◆ GIVEN INSTRUCTION
Rescale the rows from the line containing "Spot the grey" through the end of the rows, giving only those lines in full, requests included. Multiply every point coordinate in the answers by 0.55 and round to whole numbers, halves up, leaving the requests and their sample coordinates unchanged.
# # # #
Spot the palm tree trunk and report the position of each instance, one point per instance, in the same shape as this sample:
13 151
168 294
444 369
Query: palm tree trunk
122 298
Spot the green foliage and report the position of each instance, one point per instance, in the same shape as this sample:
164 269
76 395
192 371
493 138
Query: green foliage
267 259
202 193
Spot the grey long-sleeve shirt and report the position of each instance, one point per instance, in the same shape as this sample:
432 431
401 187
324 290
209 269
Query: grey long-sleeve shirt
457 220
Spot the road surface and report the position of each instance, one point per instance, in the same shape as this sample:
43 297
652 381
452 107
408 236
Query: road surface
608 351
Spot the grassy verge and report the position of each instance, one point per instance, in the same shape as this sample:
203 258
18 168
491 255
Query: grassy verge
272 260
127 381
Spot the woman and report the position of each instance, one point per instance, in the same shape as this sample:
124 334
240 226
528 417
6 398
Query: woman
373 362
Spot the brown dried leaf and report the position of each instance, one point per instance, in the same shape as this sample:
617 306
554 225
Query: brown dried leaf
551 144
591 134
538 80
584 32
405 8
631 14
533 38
# # # #
◆ RESULT FOR THIS EXERCISE
Spot the grey long-sleeve shirt and report the position of each instance, one point per instance, in the same shape as this sample:
432 431
401 187
324 290
209 269
Query: grey long-sleeve shirt
251 121
Spot the road surface and report the position of each instance, one point per instance, in the same shape as this sample:
43 297
652 381
452 107
408 236
Query: road surface
334 193
Spot the grassy verge and report the position of each instance, one point per instance, in the same shape as this sample:
203 258
18 168
491 255
Query: grassy verge
150 143
70 210
Spot the woman and report the position of each instance, one point per instance, in the same shape as this sample:
124 334
240 226
528 417
6 398
Query: woman
205 199
Spot the brown dried leaf and report the position of each instance, one point per instance, in the same shape as this sample:
617 306
554 225
Query: brown dried leaf
303 79
325 74
296 44
321 18
223 4
347 8
293 21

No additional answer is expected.